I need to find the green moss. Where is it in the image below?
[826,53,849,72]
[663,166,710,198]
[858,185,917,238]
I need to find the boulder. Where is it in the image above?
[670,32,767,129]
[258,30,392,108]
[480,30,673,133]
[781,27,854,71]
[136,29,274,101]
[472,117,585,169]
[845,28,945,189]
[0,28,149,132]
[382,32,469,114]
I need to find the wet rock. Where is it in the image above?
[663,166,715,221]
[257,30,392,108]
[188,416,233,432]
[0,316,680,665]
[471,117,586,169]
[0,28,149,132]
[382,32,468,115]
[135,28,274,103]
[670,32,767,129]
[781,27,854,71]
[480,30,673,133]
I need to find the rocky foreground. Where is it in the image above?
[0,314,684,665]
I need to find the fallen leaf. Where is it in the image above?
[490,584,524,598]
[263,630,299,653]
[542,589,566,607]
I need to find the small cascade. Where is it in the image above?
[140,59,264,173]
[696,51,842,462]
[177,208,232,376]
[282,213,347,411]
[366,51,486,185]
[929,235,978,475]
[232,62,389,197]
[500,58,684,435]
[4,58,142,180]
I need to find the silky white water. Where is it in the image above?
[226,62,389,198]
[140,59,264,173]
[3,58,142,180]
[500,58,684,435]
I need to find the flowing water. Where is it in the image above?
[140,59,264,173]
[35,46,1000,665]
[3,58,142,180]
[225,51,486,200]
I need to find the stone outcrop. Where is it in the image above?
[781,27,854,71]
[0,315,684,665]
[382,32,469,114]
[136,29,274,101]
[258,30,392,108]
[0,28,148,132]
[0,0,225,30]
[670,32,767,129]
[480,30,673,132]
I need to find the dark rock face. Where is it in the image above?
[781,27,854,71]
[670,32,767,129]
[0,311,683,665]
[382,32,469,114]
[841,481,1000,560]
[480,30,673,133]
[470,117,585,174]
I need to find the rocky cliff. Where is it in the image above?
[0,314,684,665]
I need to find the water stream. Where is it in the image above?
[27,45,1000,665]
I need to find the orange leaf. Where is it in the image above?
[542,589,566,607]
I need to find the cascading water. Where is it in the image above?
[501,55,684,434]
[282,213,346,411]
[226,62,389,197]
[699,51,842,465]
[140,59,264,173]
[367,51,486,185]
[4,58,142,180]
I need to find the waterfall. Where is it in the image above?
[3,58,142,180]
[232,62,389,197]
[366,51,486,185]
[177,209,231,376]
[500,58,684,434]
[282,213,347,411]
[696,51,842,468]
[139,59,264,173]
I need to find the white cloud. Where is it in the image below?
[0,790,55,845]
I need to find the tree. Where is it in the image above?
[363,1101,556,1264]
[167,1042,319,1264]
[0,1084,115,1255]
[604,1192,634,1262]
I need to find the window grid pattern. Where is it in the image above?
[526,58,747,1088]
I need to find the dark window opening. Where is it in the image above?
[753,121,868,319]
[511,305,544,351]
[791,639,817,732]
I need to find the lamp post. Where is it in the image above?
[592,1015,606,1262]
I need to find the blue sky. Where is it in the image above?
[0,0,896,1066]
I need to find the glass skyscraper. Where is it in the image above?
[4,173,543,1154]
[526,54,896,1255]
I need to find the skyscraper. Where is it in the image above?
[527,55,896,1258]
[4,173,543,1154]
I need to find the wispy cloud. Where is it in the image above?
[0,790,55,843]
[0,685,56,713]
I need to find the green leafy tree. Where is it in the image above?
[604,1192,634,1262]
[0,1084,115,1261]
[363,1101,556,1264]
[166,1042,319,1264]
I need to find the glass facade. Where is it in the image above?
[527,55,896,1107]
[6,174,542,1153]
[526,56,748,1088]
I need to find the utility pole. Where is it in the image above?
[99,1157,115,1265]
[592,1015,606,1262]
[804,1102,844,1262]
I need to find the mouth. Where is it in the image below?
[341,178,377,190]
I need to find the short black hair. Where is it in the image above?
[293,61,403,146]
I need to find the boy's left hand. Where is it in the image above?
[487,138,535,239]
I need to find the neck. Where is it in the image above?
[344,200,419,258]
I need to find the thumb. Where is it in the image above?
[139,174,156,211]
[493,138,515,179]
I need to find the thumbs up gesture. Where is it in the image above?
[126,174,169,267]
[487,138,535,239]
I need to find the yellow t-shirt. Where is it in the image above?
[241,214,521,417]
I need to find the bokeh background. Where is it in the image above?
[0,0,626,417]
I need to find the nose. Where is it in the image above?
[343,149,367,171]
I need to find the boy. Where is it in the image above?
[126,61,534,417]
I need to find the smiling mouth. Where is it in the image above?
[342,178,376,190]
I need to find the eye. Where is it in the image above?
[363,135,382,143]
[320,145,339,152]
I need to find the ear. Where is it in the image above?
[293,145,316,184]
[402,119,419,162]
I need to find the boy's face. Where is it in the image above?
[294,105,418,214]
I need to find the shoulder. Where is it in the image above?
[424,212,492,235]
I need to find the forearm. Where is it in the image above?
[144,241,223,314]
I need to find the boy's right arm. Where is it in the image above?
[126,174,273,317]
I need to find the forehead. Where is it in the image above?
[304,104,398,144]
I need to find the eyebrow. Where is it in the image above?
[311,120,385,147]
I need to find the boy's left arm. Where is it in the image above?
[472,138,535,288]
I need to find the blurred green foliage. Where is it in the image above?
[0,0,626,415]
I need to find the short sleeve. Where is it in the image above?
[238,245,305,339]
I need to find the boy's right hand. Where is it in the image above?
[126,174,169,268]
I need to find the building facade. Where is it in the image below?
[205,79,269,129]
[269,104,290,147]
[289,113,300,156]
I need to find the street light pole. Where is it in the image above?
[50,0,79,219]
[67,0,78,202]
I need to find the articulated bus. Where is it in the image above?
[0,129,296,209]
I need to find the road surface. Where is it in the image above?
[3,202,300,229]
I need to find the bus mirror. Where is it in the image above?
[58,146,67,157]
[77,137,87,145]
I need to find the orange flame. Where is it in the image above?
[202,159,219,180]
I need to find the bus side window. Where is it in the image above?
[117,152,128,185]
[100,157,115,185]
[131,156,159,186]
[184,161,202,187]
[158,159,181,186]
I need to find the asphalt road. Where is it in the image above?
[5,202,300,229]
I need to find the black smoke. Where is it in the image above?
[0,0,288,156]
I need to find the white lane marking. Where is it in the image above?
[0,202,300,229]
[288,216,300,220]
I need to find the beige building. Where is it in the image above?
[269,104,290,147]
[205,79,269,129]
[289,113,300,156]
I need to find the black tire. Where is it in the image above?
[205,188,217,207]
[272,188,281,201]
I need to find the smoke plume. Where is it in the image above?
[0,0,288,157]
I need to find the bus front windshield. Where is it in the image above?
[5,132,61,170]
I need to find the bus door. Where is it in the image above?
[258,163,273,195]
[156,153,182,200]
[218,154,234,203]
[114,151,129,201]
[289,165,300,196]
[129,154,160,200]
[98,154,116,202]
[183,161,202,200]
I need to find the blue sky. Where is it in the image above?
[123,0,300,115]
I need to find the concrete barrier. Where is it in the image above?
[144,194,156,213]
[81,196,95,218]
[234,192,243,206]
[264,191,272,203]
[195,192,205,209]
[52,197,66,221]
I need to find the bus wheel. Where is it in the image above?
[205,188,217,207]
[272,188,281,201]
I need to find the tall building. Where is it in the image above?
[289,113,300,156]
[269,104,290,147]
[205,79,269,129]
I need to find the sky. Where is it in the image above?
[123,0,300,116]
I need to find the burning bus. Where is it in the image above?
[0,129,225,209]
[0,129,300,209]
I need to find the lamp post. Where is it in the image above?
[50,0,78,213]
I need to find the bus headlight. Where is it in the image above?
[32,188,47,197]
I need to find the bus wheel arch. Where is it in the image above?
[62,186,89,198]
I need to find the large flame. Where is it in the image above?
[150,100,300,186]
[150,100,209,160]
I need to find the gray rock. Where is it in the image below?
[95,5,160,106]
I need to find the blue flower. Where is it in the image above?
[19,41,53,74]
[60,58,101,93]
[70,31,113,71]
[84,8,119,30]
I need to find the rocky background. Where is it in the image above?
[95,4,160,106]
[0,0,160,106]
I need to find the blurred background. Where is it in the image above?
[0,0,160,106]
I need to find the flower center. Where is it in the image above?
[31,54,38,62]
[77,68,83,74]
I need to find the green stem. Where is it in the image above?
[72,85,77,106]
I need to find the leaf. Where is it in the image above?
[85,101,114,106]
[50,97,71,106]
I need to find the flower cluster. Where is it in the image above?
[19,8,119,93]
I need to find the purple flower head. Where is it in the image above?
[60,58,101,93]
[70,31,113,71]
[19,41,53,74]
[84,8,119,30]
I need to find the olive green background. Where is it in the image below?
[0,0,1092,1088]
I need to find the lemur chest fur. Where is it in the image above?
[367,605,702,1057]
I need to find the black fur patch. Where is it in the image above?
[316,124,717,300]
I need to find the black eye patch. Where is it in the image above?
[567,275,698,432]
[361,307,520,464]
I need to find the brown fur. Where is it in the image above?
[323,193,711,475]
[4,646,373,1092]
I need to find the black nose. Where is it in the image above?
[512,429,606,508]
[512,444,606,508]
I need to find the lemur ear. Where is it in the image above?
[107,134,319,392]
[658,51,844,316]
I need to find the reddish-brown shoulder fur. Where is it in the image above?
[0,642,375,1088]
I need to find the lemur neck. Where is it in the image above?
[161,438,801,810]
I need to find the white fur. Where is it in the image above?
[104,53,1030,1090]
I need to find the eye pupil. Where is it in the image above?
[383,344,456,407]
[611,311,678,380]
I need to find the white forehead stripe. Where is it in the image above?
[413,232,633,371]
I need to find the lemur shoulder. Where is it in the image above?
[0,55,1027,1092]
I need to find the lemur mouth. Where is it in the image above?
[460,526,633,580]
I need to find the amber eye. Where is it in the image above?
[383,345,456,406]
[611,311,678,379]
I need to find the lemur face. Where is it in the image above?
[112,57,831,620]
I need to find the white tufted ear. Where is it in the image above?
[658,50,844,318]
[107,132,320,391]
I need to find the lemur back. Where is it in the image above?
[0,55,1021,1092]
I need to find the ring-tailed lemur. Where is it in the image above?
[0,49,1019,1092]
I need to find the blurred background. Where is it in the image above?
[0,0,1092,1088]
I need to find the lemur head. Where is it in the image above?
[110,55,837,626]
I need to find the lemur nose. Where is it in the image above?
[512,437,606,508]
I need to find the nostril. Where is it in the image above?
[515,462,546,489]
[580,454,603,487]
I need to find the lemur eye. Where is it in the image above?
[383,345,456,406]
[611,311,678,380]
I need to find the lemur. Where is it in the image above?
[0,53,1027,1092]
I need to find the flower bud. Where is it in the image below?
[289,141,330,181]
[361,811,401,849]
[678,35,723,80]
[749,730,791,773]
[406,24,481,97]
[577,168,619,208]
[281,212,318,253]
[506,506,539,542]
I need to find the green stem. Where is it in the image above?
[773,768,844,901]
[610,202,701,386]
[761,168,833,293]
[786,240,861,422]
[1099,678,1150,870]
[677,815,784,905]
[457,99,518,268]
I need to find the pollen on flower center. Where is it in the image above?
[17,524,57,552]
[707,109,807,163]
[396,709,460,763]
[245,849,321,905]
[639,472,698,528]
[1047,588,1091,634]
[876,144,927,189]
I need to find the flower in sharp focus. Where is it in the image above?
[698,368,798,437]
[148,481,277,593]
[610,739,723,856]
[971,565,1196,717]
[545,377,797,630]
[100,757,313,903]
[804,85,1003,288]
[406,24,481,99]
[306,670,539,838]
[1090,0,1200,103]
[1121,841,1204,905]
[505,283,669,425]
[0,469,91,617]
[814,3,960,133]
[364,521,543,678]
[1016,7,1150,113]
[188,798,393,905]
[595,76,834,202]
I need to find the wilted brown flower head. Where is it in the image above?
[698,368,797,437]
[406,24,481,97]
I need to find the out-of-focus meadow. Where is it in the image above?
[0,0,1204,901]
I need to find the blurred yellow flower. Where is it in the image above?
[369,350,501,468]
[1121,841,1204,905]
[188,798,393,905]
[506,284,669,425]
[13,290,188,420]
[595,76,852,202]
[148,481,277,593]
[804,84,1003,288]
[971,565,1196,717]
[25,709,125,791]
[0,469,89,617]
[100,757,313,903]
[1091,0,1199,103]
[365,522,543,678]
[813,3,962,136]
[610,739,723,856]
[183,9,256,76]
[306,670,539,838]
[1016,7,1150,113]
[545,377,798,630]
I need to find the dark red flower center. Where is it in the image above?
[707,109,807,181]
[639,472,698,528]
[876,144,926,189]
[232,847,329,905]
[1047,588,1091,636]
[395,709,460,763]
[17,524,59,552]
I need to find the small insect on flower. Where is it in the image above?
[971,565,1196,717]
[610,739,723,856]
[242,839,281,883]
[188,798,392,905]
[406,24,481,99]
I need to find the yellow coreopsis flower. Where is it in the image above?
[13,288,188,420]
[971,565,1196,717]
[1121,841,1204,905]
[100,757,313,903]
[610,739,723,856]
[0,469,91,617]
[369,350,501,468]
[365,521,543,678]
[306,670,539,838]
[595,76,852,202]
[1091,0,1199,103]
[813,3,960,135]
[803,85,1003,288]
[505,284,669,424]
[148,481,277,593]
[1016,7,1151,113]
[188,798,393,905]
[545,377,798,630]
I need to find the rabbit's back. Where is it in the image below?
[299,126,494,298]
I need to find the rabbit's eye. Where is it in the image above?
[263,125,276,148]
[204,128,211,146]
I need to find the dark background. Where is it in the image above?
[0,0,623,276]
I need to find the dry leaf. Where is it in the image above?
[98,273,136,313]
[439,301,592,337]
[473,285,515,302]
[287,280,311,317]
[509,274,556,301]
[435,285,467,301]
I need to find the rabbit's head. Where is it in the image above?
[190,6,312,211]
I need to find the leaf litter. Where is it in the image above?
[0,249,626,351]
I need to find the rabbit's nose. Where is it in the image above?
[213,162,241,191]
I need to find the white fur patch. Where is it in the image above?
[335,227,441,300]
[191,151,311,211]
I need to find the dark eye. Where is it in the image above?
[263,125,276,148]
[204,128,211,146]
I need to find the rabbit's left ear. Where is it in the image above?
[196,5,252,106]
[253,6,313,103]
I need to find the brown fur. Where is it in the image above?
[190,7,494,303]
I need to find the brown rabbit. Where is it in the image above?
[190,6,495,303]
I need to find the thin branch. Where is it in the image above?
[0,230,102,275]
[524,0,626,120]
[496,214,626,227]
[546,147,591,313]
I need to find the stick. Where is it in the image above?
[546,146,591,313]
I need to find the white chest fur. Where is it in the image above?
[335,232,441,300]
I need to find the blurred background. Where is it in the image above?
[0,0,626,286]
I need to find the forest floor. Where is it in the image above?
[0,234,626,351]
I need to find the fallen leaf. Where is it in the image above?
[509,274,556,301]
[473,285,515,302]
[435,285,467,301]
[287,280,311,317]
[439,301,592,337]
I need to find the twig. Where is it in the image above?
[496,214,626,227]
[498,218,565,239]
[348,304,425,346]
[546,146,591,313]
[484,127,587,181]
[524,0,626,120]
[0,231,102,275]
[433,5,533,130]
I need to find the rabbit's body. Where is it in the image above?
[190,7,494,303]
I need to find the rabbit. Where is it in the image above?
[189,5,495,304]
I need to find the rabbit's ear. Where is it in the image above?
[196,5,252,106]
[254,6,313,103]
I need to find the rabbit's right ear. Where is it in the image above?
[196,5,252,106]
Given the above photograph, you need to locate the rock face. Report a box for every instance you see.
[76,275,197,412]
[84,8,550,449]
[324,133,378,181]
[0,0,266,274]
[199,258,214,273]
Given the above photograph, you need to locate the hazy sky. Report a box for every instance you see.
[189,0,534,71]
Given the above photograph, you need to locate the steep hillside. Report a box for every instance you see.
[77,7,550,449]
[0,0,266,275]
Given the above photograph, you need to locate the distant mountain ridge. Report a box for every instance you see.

» What is being asked:
Copy out again, without any change, every line of the data between the line holding "I need to find the bus headlight." and the line holding "[19,8,119,93]", inclusive.

» Problem solution:
I need to find the bus headlight. Where is it in the image above?
[32,188,47,197]
I need to find the bus wheel arch. Where is it in the image above?
[62,186,89,198]
I need to find the large flame. Where is it in the image above?
[150,100,300,186]
[150,100,209,160]
I need to find the gray rock. Where is it in the image below?
[95,5,160,106]
I need to find the blue flower. Where is it in the image above?
[19,41,53,74]
[60,58,101,93]
[70,31,113,71]
[84,8,119,30]
I need to find the rocky background. Where is it in the image above?
[95,4,160,106]
[0,0,160,106]
I need to find the blurred background. Where is it in the image above?
[0,0,160,106]
I need to find the flower center. Where is it in the image above?
[31,54,38,62]
[77,68,83,74]
I need to find the green stem. Where is it in the image above?
[72,85,77,106]
I need to find the leaf. Where is it in the image above?
[85,101,114,106]
[50,97,71,106]
I need to find the flower cluster. Where is it in the image above?
[19,8,119,93]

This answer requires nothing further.